** Data follows **
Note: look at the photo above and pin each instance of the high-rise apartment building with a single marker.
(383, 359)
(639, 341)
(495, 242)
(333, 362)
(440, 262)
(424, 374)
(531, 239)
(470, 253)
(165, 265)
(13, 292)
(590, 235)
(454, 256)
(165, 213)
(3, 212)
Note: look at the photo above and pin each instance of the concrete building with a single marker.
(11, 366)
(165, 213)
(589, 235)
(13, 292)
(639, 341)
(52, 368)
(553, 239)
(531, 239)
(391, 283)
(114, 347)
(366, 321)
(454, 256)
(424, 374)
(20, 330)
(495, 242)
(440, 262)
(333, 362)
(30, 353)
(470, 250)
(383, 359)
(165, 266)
** End of Data **
What is required: Each line in the material above must be retyped without alteration.

Answer to this task:
Note: look at the photo above and pin each instance of the high-rise apartment building with a single marker.
(383, 359)
(639, 341)
(495, 242)
(333, 362)
(440, 262)
(424, 374)
(531, 239)
(470, 253)
(165, 265)
(13, 292)
(590, 235)
(454, 256)
(165, 213)
(3, 212)
Note: look at the photo above and pin each instance of the concrete building with a single marker.
(11, 366)
(165, 213)
(589, 235)
(13, 292)
(639, 341)
(52, 368)
(553, 239)
(531, 239)
(391, 283)
(114, 347)
(366, 321)
(454, 256)
(424, 374)
(20, 330)
(495, 242)
(440, 262)
(333, 362)
(30, 353)
(470, 250)
(383, 359)
(165, 266)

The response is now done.